··· SUPPLIED RECORDS ···

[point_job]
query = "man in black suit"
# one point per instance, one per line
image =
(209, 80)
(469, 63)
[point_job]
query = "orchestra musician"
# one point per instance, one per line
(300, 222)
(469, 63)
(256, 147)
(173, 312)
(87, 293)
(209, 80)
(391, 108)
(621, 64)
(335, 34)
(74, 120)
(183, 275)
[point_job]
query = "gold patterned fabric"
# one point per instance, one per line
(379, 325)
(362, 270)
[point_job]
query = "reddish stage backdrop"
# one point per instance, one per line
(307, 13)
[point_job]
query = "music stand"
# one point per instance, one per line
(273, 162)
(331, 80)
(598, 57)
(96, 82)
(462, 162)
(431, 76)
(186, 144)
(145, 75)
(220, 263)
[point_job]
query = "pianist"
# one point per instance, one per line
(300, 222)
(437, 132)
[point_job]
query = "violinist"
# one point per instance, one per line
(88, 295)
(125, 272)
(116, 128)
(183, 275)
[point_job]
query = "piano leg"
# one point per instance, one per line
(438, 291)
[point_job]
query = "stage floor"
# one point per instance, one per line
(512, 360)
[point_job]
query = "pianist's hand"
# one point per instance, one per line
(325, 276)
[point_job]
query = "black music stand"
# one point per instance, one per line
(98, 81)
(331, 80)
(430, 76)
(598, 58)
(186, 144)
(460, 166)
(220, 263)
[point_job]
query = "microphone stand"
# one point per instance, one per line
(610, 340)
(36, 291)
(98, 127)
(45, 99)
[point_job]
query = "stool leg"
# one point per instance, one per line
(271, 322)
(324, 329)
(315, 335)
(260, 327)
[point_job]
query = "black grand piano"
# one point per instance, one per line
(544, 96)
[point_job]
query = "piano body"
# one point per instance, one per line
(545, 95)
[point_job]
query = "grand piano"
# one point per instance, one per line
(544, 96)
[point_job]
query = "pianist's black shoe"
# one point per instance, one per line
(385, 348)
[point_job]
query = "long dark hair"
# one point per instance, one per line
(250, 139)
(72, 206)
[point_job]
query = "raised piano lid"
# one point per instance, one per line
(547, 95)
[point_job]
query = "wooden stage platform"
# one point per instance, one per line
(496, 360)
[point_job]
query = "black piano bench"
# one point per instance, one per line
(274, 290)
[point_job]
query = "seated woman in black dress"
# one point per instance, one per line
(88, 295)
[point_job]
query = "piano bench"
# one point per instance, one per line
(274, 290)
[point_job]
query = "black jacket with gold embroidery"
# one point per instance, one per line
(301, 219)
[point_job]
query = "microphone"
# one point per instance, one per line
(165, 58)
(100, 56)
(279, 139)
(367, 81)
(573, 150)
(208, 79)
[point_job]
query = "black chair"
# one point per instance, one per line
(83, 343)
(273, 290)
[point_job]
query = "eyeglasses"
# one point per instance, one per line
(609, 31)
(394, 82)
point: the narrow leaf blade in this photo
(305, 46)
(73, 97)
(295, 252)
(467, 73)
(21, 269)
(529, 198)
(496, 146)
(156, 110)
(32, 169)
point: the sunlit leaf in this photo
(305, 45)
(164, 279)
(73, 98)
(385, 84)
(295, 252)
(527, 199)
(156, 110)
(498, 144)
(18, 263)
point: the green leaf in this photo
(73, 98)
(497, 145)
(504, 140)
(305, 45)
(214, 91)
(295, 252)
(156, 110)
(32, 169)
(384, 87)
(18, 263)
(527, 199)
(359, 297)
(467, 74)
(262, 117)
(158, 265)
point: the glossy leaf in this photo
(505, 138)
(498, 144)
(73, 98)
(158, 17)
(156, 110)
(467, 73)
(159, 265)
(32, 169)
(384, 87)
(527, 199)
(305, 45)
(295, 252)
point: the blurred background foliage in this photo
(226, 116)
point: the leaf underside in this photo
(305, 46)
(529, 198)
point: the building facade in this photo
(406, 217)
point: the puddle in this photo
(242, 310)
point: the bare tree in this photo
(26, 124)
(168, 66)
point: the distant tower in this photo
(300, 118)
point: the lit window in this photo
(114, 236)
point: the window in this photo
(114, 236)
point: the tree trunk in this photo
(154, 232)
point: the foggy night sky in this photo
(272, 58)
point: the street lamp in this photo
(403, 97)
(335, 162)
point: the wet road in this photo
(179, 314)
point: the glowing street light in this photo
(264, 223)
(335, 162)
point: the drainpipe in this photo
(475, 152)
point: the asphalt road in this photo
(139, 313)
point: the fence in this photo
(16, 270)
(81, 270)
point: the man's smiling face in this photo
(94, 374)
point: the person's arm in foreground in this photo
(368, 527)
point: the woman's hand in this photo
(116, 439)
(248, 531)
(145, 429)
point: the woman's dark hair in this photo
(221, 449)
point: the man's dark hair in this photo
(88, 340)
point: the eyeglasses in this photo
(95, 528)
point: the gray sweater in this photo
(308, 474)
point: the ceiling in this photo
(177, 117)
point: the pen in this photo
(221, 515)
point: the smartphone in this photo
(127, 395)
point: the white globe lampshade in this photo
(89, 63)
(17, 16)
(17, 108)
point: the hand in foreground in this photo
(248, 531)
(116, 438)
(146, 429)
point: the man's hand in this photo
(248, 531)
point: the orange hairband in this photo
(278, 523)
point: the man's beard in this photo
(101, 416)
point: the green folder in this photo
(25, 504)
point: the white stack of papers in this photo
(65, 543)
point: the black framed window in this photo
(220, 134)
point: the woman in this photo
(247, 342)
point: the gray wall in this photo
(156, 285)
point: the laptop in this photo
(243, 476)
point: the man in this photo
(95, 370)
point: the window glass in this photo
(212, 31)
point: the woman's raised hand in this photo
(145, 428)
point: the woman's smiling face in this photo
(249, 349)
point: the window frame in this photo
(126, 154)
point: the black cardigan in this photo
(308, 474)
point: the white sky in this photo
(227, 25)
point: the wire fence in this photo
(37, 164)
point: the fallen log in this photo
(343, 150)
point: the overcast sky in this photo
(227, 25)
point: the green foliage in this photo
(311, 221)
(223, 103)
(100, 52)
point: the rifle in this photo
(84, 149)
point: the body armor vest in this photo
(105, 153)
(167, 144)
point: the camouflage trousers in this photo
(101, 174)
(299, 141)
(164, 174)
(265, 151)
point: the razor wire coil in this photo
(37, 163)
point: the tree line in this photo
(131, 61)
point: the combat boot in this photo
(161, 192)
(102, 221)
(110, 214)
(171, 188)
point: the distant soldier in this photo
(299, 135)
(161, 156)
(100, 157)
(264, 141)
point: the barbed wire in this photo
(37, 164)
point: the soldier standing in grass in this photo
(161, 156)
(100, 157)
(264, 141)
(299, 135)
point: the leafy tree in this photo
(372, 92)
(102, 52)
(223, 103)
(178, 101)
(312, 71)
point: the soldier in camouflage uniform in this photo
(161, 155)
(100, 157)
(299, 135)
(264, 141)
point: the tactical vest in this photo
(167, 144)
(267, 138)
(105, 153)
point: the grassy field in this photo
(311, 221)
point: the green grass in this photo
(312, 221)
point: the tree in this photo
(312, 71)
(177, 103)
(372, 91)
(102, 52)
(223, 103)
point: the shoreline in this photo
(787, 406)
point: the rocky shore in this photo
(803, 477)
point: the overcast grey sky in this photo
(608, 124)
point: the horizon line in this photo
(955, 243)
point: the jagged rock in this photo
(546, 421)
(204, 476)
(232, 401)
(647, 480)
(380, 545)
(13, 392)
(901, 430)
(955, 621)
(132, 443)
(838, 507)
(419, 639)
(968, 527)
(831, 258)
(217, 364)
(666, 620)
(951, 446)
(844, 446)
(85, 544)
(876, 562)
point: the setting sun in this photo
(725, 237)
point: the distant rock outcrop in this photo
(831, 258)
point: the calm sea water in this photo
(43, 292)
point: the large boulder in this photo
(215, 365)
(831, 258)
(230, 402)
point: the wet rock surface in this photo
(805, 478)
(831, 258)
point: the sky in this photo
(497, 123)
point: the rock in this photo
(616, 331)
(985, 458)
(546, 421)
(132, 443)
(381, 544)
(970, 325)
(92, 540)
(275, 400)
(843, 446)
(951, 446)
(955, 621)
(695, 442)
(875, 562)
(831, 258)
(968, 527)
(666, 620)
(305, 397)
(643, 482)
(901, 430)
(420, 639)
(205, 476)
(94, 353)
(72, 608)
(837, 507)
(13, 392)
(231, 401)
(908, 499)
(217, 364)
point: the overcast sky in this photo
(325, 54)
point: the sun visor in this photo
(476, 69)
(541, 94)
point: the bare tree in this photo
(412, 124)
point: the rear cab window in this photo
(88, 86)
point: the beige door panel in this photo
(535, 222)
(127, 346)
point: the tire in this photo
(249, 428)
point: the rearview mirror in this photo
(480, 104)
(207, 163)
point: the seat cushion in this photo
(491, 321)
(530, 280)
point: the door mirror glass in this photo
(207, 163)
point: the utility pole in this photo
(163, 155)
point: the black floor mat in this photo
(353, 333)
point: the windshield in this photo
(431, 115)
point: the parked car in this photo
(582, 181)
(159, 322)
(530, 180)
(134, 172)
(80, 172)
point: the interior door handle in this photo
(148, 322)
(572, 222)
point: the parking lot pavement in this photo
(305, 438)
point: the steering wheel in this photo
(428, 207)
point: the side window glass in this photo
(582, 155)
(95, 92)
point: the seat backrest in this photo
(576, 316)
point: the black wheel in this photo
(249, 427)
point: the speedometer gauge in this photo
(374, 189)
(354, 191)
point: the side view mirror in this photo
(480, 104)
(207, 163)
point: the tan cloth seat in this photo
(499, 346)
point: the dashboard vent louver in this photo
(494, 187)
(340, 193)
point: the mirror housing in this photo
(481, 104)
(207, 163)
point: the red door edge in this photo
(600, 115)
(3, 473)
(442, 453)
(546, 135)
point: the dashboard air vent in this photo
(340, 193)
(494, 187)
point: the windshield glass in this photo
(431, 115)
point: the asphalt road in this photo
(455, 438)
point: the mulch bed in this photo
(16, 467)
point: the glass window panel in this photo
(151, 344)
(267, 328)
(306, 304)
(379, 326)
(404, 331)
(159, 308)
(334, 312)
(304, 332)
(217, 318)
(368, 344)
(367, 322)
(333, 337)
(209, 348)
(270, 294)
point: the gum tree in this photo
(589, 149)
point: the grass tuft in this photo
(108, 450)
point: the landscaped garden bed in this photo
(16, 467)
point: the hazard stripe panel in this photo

···

_WORK INSTRUCTION_. Retype exactly, and only, the lines that run from the one with "point: the landscaped" through the final line of the entries.

_ANSWER SPACE_.
point: the landscaped garden bed in this photo
(16, 467)
point: the hazard stripe panel in this photo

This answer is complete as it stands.